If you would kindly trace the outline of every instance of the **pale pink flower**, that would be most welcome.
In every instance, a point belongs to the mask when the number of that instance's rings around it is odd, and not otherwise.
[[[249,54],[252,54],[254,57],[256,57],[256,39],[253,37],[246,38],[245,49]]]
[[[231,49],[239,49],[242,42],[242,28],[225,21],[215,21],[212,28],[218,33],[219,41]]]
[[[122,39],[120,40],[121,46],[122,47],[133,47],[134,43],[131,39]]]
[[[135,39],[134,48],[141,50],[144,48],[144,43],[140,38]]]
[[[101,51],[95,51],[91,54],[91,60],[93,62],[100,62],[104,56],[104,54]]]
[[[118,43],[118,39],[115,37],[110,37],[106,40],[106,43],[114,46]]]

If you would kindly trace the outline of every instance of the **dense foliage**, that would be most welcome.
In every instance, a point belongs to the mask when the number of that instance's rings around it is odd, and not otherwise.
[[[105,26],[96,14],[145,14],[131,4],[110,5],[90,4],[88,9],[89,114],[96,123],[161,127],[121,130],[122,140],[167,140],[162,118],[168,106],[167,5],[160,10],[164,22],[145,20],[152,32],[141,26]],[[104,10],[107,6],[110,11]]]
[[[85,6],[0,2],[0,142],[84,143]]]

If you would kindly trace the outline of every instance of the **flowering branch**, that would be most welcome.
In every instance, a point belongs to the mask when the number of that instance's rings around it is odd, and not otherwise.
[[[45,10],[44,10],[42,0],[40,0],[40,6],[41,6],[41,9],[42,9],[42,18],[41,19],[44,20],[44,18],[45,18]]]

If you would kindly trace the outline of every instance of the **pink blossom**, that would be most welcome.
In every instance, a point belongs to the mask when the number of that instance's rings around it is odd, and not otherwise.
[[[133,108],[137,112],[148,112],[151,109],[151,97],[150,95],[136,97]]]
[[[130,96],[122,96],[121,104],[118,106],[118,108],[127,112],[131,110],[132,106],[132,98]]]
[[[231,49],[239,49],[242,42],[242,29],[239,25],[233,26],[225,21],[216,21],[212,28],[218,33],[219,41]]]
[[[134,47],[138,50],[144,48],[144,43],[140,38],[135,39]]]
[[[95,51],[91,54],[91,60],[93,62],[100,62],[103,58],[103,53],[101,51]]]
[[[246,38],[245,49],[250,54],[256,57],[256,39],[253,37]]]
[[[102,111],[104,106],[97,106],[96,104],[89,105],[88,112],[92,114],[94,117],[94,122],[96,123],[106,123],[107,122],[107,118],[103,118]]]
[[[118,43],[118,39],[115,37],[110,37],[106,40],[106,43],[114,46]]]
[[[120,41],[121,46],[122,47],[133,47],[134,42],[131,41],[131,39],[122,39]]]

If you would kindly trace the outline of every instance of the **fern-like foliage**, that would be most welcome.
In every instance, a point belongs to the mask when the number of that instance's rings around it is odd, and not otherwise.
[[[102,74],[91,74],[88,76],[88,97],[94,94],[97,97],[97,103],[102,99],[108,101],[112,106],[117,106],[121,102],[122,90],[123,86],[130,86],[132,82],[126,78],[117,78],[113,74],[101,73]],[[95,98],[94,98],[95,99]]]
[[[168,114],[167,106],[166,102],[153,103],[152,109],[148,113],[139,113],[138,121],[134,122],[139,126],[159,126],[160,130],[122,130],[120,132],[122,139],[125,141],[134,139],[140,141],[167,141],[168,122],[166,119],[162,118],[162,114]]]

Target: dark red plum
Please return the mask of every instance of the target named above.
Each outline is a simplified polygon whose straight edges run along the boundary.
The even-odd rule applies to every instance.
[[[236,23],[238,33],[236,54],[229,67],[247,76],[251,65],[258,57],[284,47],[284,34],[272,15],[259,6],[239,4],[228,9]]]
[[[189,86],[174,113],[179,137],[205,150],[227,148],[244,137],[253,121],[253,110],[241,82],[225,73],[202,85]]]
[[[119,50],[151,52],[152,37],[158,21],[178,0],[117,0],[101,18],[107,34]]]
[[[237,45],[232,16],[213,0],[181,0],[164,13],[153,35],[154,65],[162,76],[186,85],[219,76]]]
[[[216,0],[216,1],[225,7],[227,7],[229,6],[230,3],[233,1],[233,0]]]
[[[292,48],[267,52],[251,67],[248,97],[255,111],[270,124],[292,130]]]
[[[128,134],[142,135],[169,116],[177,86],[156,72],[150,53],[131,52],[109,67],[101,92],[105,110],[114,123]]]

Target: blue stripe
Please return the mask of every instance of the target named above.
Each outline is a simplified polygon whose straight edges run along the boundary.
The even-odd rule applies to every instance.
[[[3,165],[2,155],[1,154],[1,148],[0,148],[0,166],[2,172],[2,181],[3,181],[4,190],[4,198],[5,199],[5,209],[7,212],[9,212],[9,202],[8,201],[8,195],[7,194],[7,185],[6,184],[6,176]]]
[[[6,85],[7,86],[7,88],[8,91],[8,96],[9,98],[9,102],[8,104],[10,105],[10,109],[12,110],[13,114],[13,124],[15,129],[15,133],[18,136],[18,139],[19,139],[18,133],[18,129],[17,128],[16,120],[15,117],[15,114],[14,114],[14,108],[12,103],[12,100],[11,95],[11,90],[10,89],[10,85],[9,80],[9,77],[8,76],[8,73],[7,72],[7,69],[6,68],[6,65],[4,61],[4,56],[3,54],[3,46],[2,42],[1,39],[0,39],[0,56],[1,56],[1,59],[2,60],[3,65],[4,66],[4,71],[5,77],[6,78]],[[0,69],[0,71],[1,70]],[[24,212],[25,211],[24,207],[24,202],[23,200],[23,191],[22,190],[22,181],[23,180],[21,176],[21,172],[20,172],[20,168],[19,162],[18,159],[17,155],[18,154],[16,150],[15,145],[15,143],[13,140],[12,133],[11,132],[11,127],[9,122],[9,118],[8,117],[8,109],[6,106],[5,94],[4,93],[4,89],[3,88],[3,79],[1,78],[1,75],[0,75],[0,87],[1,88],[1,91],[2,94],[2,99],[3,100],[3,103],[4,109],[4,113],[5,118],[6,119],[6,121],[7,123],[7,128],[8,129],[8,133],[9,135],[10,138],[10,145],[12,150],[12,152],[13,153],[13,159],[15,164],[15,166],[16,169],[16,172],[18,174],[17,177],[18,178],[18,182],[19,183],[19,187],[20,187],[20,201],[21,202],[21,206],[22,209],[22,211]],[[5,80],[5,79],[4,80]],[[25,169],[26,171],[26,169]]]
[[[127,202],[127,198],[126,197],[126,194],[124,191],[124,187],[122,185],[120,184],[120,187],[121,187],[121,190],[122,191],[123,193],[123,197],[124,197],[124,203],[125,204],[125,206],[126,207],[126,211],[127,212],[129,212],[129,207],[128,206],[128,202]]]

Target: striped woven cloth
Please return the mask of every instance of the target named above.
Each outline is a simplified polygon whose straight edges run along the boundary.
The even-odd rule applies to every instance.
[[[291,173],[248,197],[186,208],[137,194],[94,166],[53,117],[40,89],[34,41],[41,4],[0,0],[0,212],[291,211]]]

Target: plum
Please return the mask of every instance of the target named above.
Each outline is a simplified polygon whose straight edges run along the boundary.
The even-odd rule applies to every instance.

──────────────────────────────

● **To be done**
Exactly as shown above, return every record.

● **Result below**
If you would kindly trace the outline of every instance of the **pale pink flower**, that would be most welcome.
In every instance, a point belongs to the mask when the number of that instance's rings around it is odd, and not otherwise.
[[[249,54],[252,54],[254,57],[256,57],[256,39],[253,37],[246,38],[245,49]]]
[[[231,49],[239,49],[242,42],[242,28],[225,21],[215,21],[212,28],[218,33],[219,41]]]
[[[122,39],[120,40],[121,46],[122,47],[133,47],[134,43],[131,39]]]
[[[135,39],[134,48],[141,50],[144,48],[144,43],[140,38]]]
[[[101,51],[95,51],[91,54],[91,60],[93,62],[100,62],[104,56],[104,54]]]
[[[118,43],[118,39],[115,37],[110,37],[106,40],[106,43],[114,46]]]

If you would kindly trace the outline of every instance of the **dense foliage**, that would be most welcome.
In every instance, a point belongs to the mask when the number of that instance's rings around it is odd, and not otherwise.
[[[105,26],[96,14],[145,14],[131,4],[110,5],[90,4],[88,9],[89,114],[96,123],[161,127],[121,130],[122,140],[167,140],[162,118],[168,106],[167,5],[160,10],[164,22],[145,20],[152,32],[141,26]],[[104,10],[107,6],[110,11]]]
[[[85,6],[0,2],[0,142],[84,143]]]

If you would kindly trace the outline of every instance of the **flowering branch**, that would be most welcome.
In every instance, a point belongs to the mask when the number of that instance's rings around it is odd, and not otherwise.
[[[45,10],[44,10],[42,0],[40,0],[40,6],[41,6],[41,9],[42,9],[42,18],[41,19],[44,20],[44,18],[45,18]]]

If you would kindly trace the outline of every instance of the **pink blossom**, that would be most welcome.
In every instance, a point belongs to the mask when the number of that instance's rings around it is odd, and not otherwise.
[[[133,108],[137,112],[148,112],[151,109],[151,97],[150,95],[136,97]]]
[[[130,96],[122,96],[121,104],[118,106],[118,108],[127,112],[131,110],[132,106],[132,98]]]
[[[231,49],[239,49],[242,42],[242,29],[239,25],[233,26],[225,21],[216,21],[212,28],[218,33],[219,41]]]
[[[134,47],[138,50],[144,48],[144,43],[140,38],[135,39]]]
[[[95,51],[91,54],[91,60],[93,62],[100,62],[103,58],[103,53],[101,51]]]
[[[246,38],[245,49],[250,54],[256,57],[256,39],[253,37]]]
[[[102,111],[104,106],[97,106],[96,104],[89,105],[88,112],[92,114],[94,117],[94,122],[96,123],[106,123],[107,122],[107,118],[103,118]]]
[[[118,43],[118,39],[115,37],[110,37],[106,40],[106,43],[114,46]]]
[[[120,41],[121,46],[122,47],[133,47],[134,42],[131,41],[131,39],[122,39]]]

If you would kindly trace the outline of every instance of the **fern-like foliage**, that would be most welcome.
In every instance, a point belongs to the mask when the number of that instance's rings around it is odd, and not otherwise.
[[[102,74],[91,74],[88,76],[88,97],[94,94],[97,97],[97,103],[102,99],[108,101],[112,106],[117,106],[121,102],[122,90],[123,86],[130,86],[132,82],[126,78],[117,78],[113,74],[101,73]],[[95,98],[94,98],[95,99]]]
[[[168,114],[167,106],[166,102],[153,103],[152,109],[148,113],[139,113],[138,121],[134,122],[139,126],[159,126],[160,130],[122,130],[120,132],[122,139],[125,141],[134,139],[140,141],[167,141],[168,122],[166,119],[162,118],[162,114]]]

Target: dark red plum
Please return the mask of every instance of the target named above.
Each outline is a simplified polygon whose straight edges run along the boundary.
The even-odd rule applies to every instance.
[[[236,23],[238,33],[236,54],[229,67],[247,76],[251,65],[258,57],[284,47],[284,34],[272,15],[259,6],[239,4],[228,9]]]
[[[189,86],[174,113],[179,137],[205,150],[227,148],[244,137],[253,121],[253,110],[241,82],[225,73],[202,85]]]
[[[119,50],[151,52],[152,37],[158,21],[178,0],[117,0],[101,18],[107,34]]]
[[[237,45],[232,16],[213,0],[181,0],[164,13],[153,35],[154,65],[162,76],[186,85],[219,76]]]
[[[216,0],[216,1],[225,7],[227,7],[229,6],[230,3],[233,1],[233,0]]]
[[[292,48],[267,52],[251,67],[248,97],[255,111],[270,124],[292,130]]]
[[[128,134],[142,135],[169,116],[177,86],[156,72],[150,53],[131,52],[109,67],[101,92],[105,110],[114,123]]]

Target: blue stripe
Please return the mask of every instance of the target named above.
Each outline is a simplified polygon whose straight edges run along the boundary.
The even-odd rule applies to every instance.
[[[3,165],[2,155],[1,154],[1,148],[0,148],[0,166],[2,172],[2,181],[3,181],[4,190],[4,198],[5,199],[5,209],[7,212],[9,212],[9,202],[8,201],[8,195],[7,194],[7,185],[6,184],[6,176]]]
[[[6,85],[7,86],[7,88],[8,91],[8,96],[9,98],[9,102],[8,104],[10,105],[10,109],[12,110],[13,114],[13,124],[15,129],[15,133],[18,136],[18,139],[19,139],[18,133],[18,129],[17,128],[16,120],[15,117],[15,114],[14,114],[14,108],[12,103],[12,100],[11,95],[11,90],[10,89],[10,85],[9,80],[9,77],[8,76],[8,73],[7,72],[7,69],[6,68],[6,65],[4,61],[4,56],[3,54],[3,46],[2,42],[1,39],[0,39],[0,56],[1,56],[1,59],[2,60],[3,65],[4,66],[4,71],[5,77],[6,78]],[[0,69],[0,71],[1,70]],[[24,212],[25,211],[24,207],[24,202],[23,200],[23,191],[22,190],[22,181],[23,180],[21,176],[21,172],[20,172],[20,168],[19,162],[18,159],[17,155],[18,154],[16,150],[15,145],[15,143],[13,140],[12,133],[11,132],[11,127],[9,122],[9,118],[8,117],[8,109],[6,106],[5,94],[4,93],[4,89],[3,88],[3,79],[1,78],[1,75],[0,75],[0,87],[1,88],[1,91],[2,94],[2,99],[3,100],[3,103],[4,109],[4,113],[5,118],[6,119],[6,121],[7,123],[7,128],[8,129],[8,133],[9,135],[10,138],[10,145],[12,150],[12,152],[13,153],[13,159],[15,164],[15,166],[16,169],[16,172],[18,174],[17,177],[18,178],[18,182],[19,183],[19,187],[20,187],[20,201],[21,202],[21,206],[22,209],[22,211]],[[5,80],[5,79],[4,80]],[[25,169],[26,171],[26,169]]]
[[[127,202],[127,198],[126,197],[126,194],[124,191],[124,187],[122,185],[120,184],[120,187],[121,187],[121,190],[122,191],[123,193],[123,197],[124,197],[124,203],[125,204],[125,206],[126,207],[126,211],[127,212],[129,212],[129,207],[128,206],[128,202]]]

Target: striped woven cloth
Please return the mask of every instance of the target named above.
Each outline is a simplified polygon whose straight edges run along the boundary.
The even-odd rule applies to every instance.
[[[291,173],[248,197],[186,208],[137,194],[94,166],[53,117],[40,89],[34,41],[41,4],[0,0],[0,212],[291,211]]]

Target: plum
Please return the mask of every instance of the target named above.
Each outline is a simplified polygon whose straight edges run along the boundary.
The even-odd rule applies to every instance.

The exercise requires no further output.